### Verilen görev 1
Aşağıdaki kayıtlarda "tire" dizesini içeren her satırı bulun ve bu satırları olduğu gibi kopyalayın.

### Verilen metin
/---

T24 yazarı Gazeteci Tolga Şardan,"MİT'in Cumhurbaşkanlığı'na sunduğu 'yargı raporu'nda neler var?"başlıklı yazısı sonrası İstanbul Cumhuriyet Başsavcılığı'nın re'sen başlattığı soruşturma kapsamında gözaltına alındı. Ankara Adliyesi'nde Sulh Ceza Hakimliği'nce Ankara Adliyesi'nde SEGBİS aracılığıyla savcılık ifadesi alınan Şardan, tutuklama talebiyle sulh ceza mahkemesine sevk edildi. Şardan, hakimlik sorgusunun ardından tutuklandı. Adliyeden çıkarılırken, "Biz gazeteciyiz, gazetecilik yapmaya devam edeceğiz" diyen Şardan'ın Sincan Cezaevi'ne gönderileceği öğrenildi.

İstanbul Cumhuriyet Başsavcılığı, Tolga Şardan hakkında Cumhurbaşkanı Recep Tayyip Erdoğan'a sunulan ve yargıdaki yolsuzluk iddiaları konusunda tespitler içeren MİT raporuna ilişkin yazısı nedeniyle soruşturma başlattı. Polis ekipleri soruşturma kapsamında Şardan'ın evine giderek arama yaptı. Yaklaşık bir saat süren aramanın ardından Şardan gözaltına aldı.

\---

### Verilen görev 2
Yukarıdaki metne göre Tolga Şardan'ın hangi cezaevine gönderileceği öğrenildi?

[Görüntüdeki nesne konumu kayıtları]
/---

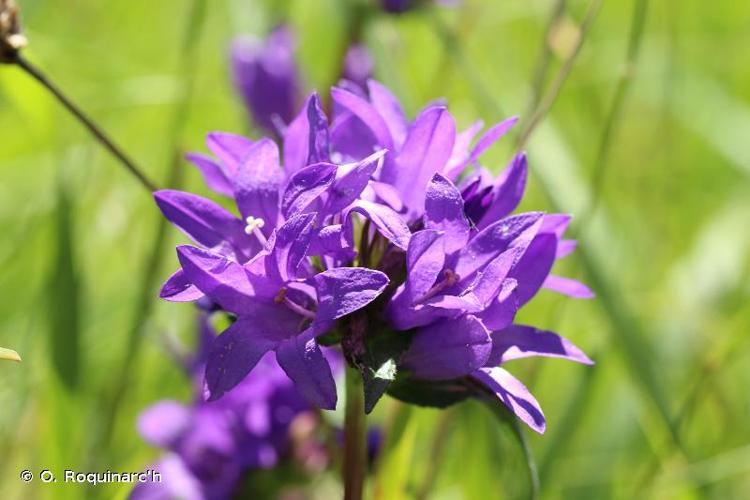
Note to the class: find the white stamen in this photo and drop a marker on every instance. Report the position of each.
(253, 224)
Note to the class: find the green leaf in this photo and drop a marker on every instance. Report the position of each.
(505, 416)
(379, 363)
(9, 354)
(64, 297)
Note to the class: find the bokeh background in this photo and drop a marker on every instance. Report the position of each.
(646, 143)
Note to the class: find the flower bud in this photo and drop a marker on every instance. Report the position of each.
(11, 39)
(265, 75)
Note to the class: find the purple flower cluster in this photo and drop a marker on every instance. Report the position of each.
(211, 445)
(441, 262)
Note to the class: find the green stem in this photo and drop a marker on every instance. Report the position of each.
(87, 122)
(549, 99)
(355, 450)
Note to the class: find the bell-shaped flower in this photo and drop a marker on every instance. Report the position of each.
(280, 306)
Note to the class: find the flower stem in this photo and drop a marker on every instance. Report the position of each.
(355, 452)
(87, 122)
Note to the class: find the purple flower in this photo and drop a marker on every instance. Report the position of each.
(210, 445)
(358, 66)
(466, 279)
(280, 306)
(438, 243)
(265, 75)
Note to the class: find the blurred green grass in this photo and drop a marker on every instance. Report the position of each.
(670, 235)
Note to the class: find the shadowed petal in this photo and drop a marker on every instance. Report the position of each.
(534, 266)
(519, 341)
(388, 194)
(306, 187)
(223, 280)
(502, 311)
(212, 174)
(425, 258)
(178, 288)
(444, 211)
(390, 109)
(385, 219)
(565, 248)
(515, 231)
(568, 286)
(460, 154)
(345, 289)
(507, 192)
(257, 183)
(492, 135)
(333, 241)
(555, 224)
(514, 395)
(367, 113)
(290, 246)
(306, 139)
(351, 181)
(239, 348)
(205, 222)
(302, 360)
(448, 349)
(162, 423)
(229, 148)
(425, 152)
(490, 280)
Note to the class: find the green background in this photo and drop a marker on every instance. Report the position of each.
(659, 188)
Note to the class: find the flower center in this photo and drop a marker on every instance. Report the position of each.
(450, 278)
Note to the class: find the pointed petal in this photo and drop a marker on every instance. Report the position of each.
(425, 152)
(333, 241)
(567, 286)
(492, 135)
(257, 183)
(519, 341)
(388, 194)
(344, 290)
(460, 154)
(425, 259)
(290, 246)
(534, 266)
(390, 109)
(555, 224)
(229, 148)
(302, 360)
(385, 219)
(565, 248)
(223, 280)
(237, 350)
(212, 174)
(350, 182)
(502, 311)
(205, 222)
(514, 395)
(306, 187)
(306, 138)
(489, 281)
(508, 192)
(178, 288)
(448, 349)
(367, 113)
(444, 211)
(163, 423)
(516, 231)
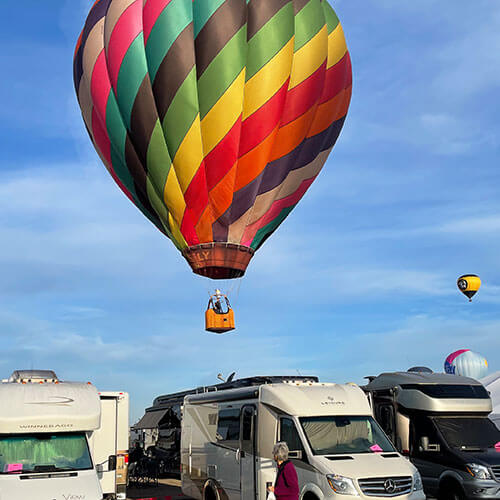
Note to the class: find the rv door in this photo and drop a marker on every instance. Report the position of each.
(228, 454)
(248, 475)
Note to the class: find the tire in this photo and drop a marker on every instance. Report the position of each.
(451, 491)
(209, 494)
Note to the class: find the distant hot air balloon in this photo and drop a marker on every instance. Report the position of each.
(469, 284)
(466, 363)
(213, 116)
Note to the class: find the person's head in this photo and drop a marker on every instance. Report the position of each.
(280, 452)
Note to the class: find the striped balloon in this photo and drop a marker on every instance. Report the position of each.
(213, 116)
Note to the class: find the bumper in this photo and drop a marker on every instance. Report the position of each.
(416, 495)
(487, 489)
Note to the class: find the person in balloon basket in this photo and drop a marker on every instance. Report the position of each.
(286, 486)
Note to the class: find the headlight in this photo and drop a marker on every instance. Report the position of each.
(478, 471)
(417, 482)
(342, 485)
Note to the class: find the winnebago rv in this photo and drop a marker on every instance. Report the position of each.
(441, 423)
(338, 449)
(47, 445)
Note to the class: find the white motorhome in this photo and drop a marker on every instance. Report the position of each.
(47, 429)
(337, 447)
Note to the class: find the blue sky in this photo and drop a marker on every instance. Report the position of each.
(360, 279)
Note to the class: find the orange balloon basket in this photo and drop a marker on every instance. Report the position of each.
(219, 323)
(219, 261)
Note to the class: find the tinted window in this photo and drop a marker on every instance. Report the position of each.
(339, 435)
(228, 427)
(386, 419)
(246, 427)
(469, 432)
(422, 426)
(289, 434)
(25, 453)
(444, 391)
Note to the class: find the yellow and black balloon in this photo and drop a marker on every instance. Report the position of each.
(469, 285)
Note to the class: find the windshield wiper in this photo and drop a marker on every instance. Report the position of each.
(50, 468)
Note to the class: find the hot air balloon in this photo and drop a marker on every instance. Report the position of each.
(213, 116)
(469, 285)
(466, 363)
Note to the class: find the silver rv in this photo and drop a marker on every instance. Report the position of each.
(337, 447)
(441, 423)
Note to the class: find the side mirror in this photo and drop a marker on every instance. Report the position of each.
(424, 443)
(426, 446)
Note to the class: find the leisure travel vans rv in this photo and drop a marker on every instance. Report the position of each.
(55, 439)
(338, 449)
(441, 423)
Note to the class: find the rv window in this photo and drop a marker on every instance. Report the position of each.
(24, 453)
(386, 419)
(445, 391)
(246, 426)
(228, 427)
(339, 435)
(289, 434)
(422, 426)
(468, 432)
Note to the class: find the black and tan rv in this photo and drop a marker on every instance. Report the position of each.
(441, 423)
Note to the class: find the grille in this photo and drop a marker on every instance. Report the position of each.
(386, 486)
(496, 472)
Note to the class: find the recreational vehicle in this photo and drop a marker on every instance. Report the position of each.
(441, 423)
(337, 447)
(51, 439)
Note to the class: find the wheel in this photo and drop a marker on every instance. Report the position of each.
(451, 491)
(209, 494)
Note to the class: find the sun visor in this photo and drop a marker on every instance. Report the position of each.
(48, 407)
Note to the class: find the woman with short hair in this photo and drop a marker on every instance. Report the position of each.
(286, 486)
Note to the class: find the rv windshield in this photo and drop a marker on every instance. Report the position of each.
(25, 453)
(468, 433)
(338, 435)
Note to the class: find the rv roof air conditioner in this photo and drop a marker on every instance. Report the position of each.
(33, 376)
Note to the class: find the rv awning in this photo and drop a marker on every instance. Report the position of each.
(151, 419)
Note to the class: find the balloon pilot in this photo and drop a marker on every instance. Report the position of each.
(219, 316)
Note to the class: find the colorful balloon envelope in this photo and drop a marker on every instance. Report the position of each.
(213, 116)
(469, 285)
(466, 363)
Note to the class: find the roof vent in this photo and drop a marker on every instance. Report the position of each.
(33, 376)
(420, 369)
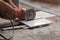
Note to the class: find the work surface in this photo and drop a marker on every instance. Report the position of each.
(51, 32)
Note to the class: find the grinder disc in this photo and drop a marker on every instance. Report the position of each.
(30, 14)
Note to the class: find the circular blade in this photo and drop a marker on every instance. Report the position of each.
(30, 14)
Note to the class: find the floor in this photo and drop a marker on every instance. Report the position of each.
(50, 32)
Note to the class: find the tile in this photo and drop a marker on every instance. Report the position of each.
(37, 22)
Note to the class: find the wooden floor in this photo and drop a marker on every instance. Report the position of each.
(50, 32)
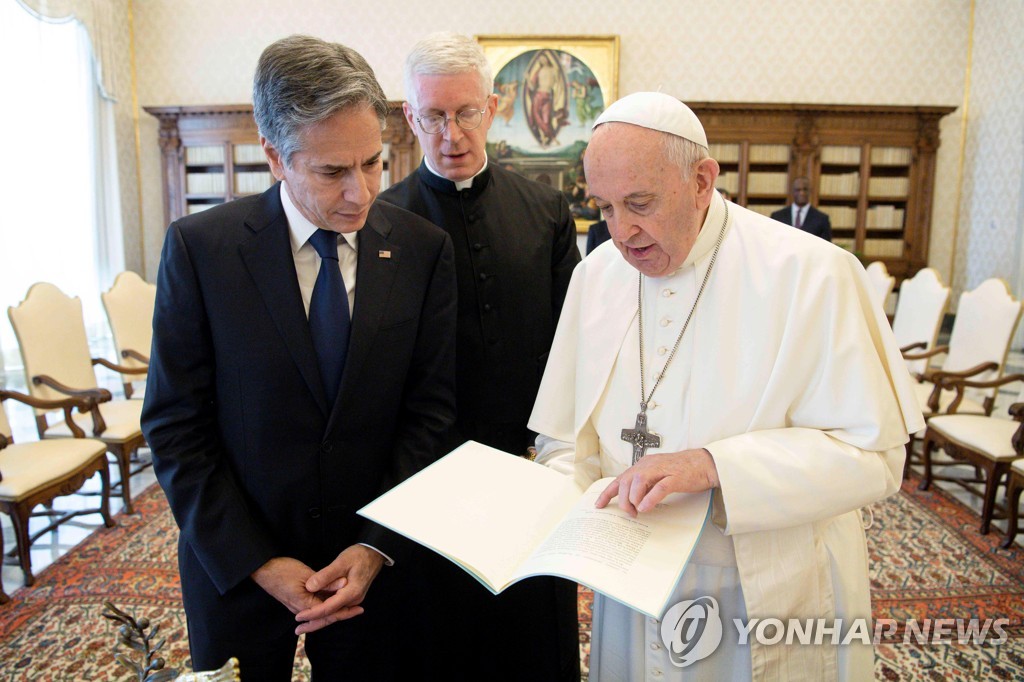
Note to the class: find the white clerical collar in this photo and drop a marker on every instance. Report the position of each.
(459, 184)
(299, 228)
(708, 236)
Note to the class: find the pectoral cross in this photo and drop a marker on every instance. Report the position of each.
(639, 436)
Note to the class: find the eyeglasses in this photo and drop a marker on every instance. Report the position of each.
(467, 119)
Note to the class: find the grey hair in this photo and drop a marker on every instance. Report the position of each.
(446, 54)
(684, 154)
(301, 81)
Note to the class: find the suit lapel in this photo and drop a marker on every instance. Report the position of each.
(268, 256)
(376, 268)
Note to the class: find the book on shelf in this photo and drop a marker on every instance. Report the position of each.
(768, 183)
(769, 154)
(205, 183)
(503, 519)
(888, 186)
(841, 155)
(891, 156)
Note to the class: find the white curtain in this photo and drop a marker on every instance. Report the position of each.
(60, 221)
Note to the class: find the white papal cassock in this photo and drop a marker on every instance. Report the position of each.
(792, 379)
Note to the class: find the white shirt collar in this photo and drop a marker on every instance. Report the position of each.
(459, 184)
(299, 228)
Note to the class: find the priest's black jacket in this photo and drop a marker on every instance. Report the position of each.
(515, 247)
(255, 462)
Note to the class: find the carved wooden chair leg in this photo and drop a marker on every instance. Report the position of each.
(988, 505)
(104, 499)
(1013, 505)
(926, 456)
(3, 595)
(124, 467)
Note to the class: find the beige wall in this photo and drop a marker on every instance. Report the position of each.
(870, 51)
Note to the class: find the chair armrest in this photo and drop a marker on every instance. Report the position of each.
(84, 405)
(120, 369)
(1017, 410)
(98, 395)
(952, 381)
(937, 350)
(134, 354)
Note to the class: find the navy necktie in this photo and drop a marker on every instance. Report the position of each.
(329, 317)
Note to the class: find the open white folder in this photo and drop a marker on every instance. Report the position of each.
(504, 518)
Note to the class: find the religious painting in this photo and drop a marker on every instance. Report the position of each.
(550, 91)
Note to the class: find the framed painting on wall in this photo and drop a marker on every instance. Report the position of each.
(550, 91)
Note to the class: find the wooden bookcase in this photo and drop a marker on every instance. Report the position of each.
(211, 155)
(871, 169)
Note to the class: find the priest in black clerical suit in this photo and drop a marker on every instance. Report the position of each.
(515, 248)
(801, 214)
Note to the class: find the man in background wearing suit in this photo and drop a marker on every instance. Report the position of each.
(515, 250)
(802, 215)
(273, 413)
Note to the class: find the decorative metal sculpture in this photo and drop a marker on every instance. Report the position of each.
(147, 666)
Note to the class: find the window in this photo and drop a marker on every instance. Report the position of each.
(51, 177)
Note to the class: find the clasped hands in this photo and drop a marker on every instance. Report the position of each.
(320, 598)
(644, 484)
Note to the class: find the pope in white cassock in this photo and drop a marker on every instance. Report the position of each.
(756, 356)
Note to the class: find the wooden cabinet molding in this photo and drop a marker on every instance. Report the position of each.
(229, 127)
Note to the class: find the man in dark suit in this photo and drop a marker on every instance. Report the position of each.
(515, 250)
(269, 431)
(802, 215)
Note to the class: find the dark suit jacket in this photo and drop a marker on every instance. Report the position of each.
(254, 461)
(815, 222)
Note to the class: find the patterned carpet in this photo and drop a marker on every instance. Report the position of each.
(928, 561)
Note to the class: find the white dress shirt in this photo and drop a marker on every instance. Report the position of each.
(307, 260)
(801, 211)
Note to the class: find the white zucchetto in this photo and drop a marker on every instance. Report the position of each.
(657, 112)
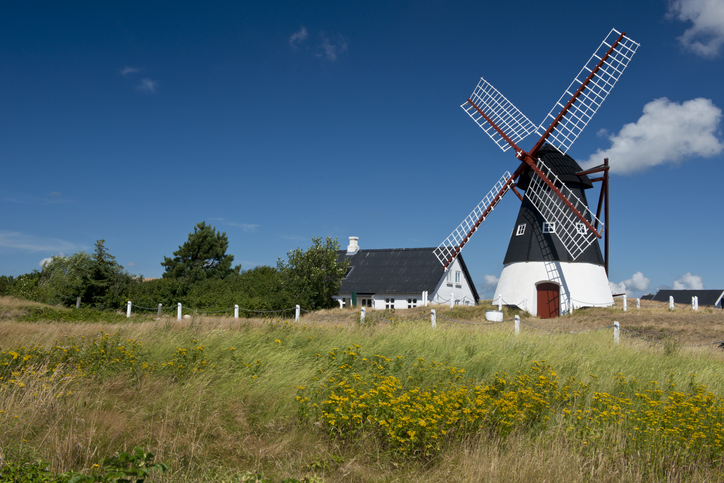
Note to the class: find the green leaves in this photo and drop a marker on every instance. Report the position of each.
(312, 277)
(203, 256)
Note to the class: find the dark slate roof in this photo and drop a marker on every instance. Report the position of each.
(706, 297)
(395, 270)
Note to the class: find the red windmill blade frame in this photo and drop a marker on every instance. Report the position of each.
(497, 116)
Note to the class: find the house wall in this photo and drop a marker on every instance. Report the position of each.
(461, 292)
(383, 301)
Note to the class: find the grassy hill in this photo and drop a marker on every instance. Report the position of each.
(330, 399)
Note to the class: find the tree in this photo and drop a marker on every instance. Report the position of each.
(97, 279)
(313, 277)
(203, 256)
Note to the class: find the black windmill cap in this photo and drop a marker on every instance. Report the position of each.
(564, 166)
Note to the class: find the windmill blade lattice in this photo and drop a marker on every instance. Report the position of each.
(501, 111)
(450, 248)
(597, 77)
(573, 233)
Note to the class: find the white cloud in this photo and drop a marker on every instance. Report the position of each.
(667, 133)
(332, 48)
(147, 85)
(17, 241)
(706, 35)
(129, 70)
(637, 283)
(298, 37)
(689, 282)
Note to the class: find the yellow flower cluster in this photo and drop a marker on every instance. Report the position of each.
(411, 410)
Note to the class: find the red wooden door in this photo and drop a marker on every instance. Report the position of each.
(548, 300)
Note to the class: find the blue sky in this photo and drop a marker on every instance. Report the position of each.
(279, 121)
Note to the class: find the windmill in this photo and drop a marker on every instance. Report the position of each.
(554, 260)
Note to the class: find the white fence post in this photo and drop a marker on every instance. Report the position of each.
(616, 328)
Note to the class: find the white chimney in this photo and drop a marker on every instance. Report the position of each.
(353, 247)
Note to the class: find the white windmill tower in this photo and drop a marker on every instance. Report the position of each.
(553, 261)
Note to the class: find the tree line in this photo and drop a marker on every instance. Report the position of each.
(200, 275)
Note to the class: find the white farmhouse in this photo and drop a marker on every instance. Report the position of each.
(402, 278)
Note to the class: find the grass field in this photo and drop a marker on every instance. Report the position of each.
(329, 399)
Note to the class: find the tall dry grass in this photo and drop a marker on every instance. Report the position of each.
(215, 424)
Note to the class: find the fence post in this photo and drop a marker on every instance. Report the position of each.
(616, 328)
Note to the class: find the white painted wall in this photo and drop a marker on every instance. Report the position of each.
(462, 292)
(581, 284)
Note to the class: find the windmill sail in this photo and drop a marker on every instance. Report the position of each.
(505, 116)
(450, 248)
(581, 100)
(574, 234)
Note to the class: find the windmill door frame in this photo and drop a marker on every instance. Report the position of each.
(548, 298)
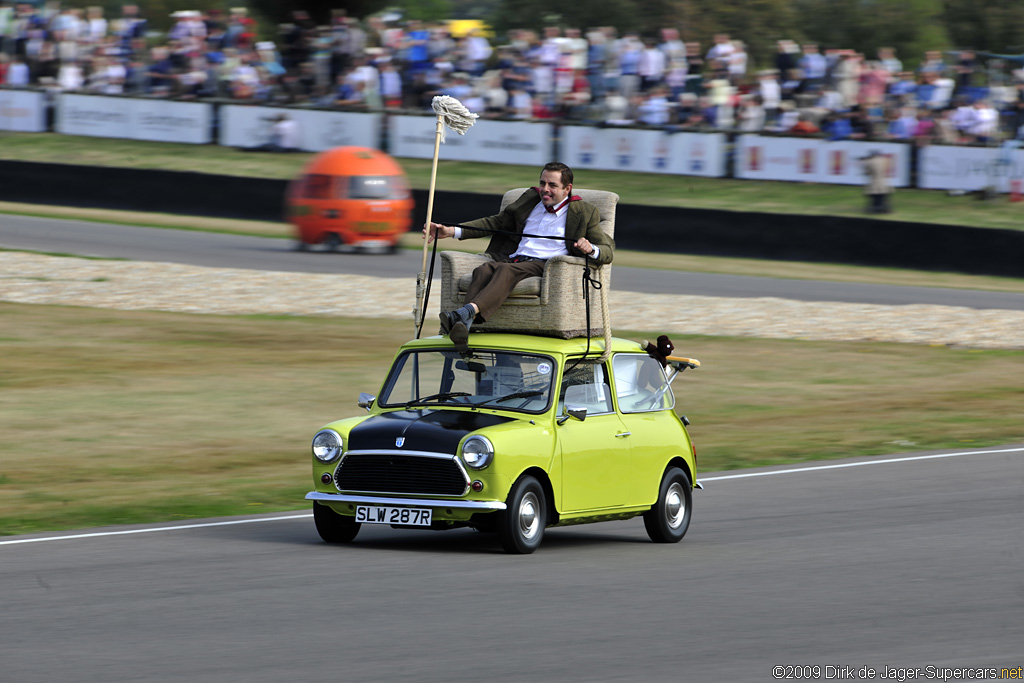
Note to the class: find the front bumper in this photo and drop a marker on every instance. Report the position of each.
(480, 506)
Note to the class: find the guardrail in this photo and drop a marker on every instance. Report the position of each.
(668, 151)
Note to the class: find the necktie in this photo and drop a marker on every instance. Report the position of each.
(555, 209)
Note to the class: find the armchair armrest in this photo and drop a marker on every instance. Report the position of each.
(562, 282)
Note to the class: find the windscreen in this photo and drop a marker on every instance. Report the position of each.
(488, 379)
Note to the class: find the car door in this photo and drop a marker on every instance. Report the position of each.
(595, 452)
(646, 406)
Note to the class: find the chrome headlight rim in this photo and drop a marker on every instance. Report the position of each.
(330, 449)
(477, 452)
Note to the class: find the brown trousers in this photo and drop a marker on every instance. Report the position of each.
(494, 281)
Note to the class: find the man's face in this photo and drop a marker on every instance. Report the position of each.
(553, 191)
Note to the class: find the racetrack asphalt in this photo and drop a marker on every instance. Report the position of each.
(902, 562)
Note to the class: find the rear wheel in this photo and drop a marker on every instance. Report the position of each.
(669, 519)
(332, 526)
(520, 525)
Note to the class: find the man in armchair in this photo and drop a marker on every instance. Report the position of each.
(544, 222)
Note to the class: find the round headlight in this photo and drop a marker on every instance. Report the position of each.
(477, 452)
(327, 445)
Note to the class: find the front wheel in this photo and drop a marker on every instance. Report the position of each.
(669, 519)
(332, 526)
(520, 525)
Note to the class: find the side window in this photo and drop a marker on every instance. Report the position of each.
(369, 187)
(317, 186)
(640, 384)
(597, 394)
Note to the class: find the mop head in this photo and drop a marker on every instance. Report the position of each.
(453, 114)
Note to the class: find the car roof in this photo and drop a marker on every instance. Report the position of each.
(529, 344)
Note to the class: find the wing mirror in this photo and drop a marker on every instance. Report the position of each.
(574, 397)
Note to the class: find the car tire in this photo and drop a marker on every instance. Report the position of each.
(520, 525)
(334, 527)
(669, 519)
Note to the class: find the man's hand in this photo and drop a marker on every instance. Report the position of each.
(584, 245)
(433, 231)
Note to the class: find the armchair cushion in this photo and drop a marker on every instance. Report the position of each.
(552, 305)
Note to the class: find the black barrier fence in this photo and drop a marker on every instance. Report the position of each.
(780, 237)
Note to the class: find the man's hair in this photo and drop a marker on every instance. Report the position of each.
(559, 167)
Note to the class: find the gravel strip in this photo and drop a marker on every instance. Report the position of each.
(145, 286)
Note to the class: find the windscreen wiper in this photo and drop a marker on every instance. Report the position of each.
(517, 394)
(436, 396)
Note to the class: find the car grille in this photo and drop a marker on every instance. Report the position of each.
(386, 473)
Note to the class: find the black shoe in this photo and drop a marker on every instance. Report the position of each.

\---

### Görev yanıtı 1
Note to the class: find the tire in this photo and drop a marker on every instance. Report the position of each.
Note to the class: find the car tire in this photo and drop a marker on every instance. Report the position of each.

### Görev yanıtı 2
Sincan Cezaevi'ne gönderileceği öğrenildi.